_Text shown:_
════════════════════

AUA 2016: Prophylactic Antibiotics in the First 30 Days Following Radical Cystectomy with Urinary Diversion Leads to Fewer Urinary Tract Infections - Session Highlights

San Diego, California ( Urinary tract infections account for significant morbidity and hospital readmissions following radical cystectomy with urinary diversion. Both UTIs and readmissions for urinary sepsis typically occur within 30 days of surgery and at the time of stent removal. Dr. Werntz and colleagues sought to evaluate the use of prophylactic antiobiotics in the first 30 days following radical cystectomy.

The authors performed a prospective study of 84 patients undergoing radical cystectomy with urinary diversion as a single institution between 2014-2015. 50% of patients underwent radical cystectomy with urinary diversion without prophylactic antibiotics and 50% of the patients received a urine culture upon hospital discharge and a one month course of prophylactic antibiotics. Both groups had urinary stents in place for 3 weeks postoperatively. All patients were monitored for signs of urinary tract infection and patients with signs or symptoms underwent urine culture.

Patient demographics and disease characteristics were similar between groups. 31% of patients who did not receive prophylactic antibiotics developed a urinary tract infection compared only 11% of those who received one month of antibiotics (p<0.01). There was no association between results of urine culture at discharge and subsequent development of UTI. 7 patients in the non-antibiotic group developed urinary sepsis requiring readmission, while only 1 in the antibiotic treated group did (p= 0.02). RRR of developing a UTI was 97 and NNT to prevent a postoperative UTI was 4.7. RRR of developing urosepsis was 86% and NNT was 6.7.

The authors conclude that a one- month course of prophylactic antibiotics significantly lowers risks for development of UTI following radical cystectomy with urinary diversion. Further, it reduces risks for readmission for urosepsis. Post-operative urine culture was not associated with subsequent development of UTI and therefore unlikely to aid in identifying patients at higher risk for infection.

════════════════════

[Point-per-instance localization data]

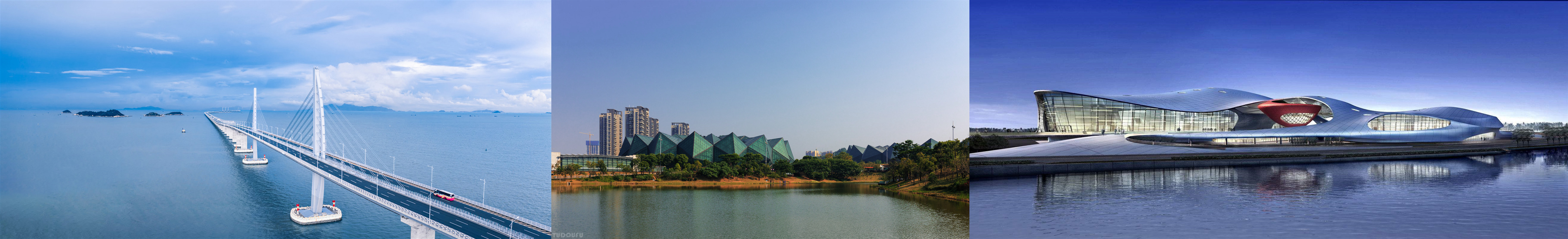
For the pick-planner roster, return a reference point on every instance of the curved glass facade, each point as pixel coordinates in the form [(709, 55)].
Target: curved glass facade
[(1406, 122), (1072, 113)]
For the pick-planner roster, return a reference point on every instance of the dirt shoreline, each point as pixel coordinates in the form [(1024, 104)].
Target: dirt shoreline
[(578, 182)]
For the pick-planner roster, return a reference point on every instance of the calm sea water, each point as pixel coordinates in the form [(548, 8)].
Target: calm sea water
[(140, 177), (757, 211), (1522, 194)]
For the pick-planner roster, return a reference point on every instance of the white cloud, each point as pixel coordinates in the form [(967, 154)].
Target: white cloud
[(145, 51), (167, 38), (100, 72), (405, 85)]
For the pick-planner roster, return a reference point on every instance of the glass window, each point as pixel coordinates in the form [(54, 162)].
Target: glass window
[(1406, 122), (1070, 113)]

════════════════════

_Exercise directions:_
According to the session highlights on prophylactic antibiotics after radical cystectomy, how long did both groups keep urinary stents in place after surgery?

_Task solution:_
3 weeks postoperatively.